> **TASK TO CARRY OUT**
Reproduce the part of the entries that opens with the line containing "Excuse me, can you point out where the stone staircase" and closes with the line containing "[491,374,501,445]", both of those lines included.

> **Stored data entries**
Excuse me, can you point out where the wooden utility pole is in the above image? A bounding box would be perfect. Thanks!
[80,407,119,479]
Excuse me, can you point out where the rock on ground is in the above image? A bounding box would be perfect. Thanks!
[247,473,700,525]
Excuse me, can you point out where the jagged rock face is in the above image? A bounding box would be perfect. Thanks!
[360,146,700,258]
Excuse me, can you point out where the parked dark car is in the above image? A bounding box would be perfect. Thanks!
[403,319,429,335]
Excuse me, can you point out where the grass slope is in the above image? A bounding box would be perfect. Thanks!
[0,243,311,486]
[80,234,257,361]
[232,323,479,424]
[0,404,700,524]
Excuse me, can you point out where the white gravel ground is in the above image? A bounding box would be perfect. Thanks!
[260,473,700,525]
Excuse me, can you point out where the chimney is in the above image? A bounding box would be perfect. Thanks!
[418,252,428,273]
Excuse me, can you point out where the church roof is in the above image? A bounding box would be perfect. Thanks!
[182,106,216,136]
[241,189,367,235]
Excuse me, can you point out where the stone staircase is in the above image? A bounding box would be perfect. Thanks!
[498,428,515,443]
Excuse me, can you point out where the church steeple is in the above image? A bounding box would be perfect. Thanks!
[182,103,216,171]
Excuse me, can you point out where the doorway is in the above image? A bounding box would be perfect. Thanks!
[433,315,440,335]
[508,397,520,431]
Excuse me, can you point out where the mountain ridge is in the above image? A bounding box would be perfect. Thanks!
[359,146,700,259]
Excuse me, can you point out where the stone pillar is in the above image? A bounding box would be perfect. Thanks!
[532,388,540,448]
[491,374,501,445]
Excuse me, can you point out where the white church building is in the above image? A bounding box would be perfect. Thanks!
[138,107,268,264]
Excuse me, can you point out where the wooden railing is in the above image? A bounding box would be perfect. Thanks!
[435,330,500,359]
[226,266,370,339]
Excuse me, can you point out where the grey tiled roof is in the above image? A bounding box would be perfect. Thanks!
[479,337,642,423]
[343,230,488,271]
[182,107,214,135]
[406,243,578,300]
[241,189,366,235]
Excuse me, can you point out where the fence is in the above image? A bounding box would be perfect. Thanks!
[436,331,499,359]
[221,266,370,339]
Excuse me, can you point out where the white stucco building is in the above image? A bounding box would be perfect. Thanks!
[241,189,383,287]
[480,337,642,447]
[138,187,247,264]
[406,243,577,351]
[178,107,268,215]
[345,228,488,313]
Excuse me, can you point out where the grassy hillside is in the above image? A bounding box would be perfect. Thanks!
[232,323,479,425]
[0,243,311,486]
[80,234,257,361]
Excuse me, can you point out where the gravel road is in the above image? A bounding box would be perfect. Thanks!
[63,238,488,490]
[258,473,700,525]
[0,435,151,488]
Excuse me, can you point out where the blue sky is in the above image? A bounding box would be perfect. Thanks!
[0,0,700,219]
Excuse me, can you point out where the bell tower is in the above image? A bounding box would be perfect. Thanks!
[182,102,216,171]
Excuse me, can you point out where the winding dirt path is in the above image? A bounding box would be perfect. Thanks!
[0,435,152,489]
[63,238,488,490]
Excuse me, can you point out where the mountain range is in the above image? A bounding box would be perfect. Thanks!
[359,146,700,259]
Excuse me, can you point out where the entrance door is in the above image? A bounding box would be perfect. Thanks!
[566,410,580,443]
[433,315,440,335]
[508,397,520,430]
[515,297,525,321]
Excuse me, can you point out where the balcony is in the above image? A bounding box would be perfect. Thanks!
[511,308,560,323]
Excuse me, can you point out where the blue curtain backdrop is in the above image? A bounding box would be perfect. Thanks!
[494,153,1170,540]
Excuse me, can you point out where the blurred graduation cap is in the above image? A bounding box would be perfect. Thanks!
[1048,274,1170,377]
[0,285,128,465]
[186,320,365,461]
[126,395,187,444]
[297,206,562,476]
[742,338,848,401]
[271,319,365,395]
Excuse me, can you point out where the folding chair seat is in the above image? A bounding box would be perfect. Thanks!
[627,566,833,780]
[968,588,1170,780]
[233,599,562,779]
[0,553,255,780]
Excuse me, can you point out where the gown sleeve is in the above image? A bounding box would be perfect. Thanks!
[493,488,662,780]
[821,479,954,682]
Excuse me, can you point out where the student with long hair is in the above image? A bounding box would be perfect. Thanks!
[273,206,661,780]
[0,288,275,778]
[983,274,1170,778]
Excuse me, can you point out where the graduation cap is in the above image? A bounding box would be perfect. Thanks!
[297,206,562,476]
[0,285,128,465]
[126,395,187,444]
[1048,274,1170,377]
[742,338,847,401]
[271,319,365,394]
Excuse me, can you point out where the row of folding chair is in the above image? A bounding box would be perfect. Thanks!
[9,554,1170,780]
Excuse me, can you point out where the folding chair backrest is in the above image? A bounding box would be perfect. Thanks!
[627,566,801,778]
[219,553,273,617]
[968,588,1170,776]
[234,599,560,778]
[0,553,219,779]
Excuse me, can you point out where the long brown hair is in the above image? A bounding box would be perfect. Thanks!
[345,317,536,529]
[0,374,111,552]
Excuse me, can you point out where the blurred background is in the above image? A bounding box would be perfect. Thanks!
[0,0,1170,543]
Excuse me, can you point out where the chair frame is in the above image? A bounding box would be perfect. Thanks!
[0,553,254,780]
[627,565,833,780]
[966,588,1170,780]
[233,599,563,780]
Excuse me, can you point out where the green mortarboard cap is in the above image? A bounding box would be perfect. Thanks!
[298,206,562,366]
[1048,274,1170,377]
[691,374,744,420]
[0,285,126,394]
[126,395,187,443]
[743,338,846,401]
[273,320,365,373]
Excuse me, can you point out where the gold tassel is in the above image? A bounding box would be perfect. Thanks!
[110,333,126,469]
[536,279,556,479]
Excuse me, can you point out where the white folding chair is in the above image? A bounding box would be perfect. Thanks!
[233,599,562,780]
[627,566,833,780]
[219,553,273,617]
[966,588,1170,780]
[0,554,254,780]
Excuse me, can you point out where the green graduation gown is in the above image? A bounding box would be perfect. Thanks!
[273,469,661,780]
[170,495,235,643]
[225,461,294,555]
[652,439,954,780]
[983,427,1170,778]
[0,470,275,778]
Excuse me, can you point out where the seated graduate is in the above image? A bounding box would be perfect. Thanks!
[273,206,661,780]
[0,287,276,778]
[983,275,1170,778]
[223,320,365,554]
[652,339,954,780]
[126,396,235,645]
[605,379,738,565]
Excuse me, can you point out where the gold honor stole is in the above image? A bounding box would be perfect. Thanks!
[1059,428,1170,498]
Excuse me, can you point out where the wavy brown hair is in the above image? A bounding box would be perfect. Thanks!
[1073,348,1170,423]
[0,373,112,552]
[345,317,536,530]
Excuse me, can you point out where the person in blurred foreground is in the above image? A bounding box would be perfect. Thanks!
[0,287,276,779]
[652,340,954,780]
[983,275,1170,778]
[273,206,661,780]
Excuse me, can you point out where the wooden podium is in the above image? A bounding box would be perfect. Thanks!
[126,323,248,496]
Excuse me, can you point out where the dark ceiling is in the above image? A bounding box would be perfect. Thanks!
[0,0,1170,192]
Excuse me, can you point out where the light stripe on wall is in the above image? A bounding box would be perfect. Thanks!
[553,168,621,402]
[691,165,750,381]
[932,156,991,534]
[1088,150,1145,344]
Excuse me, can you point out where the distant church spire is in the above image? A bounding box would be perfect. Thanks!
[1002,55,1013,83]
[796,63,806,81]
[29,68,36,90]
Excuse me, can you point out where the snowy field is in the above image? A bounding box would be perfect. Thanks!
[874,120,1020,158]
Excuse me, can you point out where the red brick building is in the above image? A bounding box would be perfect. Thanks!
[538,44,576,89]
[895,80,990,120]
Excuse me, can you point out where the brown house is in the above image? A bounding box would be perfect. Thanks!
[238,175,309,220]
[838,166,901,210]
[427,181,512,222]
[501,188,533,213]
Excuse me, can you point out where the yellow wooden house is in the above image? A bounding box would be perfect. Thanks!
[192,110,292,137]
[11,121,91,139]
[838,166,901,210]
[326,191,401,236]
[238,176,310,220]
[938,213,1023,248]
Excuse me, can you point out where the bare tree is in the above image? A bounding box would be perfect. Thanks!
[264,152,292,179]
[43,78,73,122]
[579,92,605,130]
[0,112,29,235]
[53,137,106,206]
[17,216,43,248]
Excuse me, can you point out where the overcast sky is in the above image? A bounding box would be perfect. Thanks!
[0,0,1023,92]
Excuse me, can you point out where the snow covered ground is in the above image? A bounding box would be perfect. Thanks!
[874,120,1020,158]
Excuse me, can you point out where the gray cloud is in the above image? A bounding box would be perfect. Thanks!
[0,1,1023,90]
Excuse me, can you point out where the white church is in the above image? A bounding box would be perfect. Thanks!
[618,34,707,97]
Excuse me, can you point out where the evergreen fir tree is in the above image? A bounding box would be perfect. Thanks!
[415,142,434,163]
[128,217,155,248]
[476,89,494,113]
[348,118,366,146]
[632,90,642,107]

> **TASK ANSWER**
Excuse me, can you point out where the stone staircase is in the above image? A bounding box would be perfect. Thanks!
[498,428,515,443]
Excuse me, can you point out where the church steeple is in the above image? A bounding box would be perfect. Thanks!
[182,103,216,171]
Excuse me, can you point out where the doorway is in the above image? A bounding box would be perfect. Thanks!
[433,315,440,335]
[508,397,520,431]
Excuse me, can you point out where the mountain ridge is in the above image? A bounding box would be perfect. Thanks!
[359,146,700,259]
Excuse me, can you point out where the stone pillar is in the above image? A bounding box would be perfect. Thanks!
[532,388,540,448]
[491,374,501,445]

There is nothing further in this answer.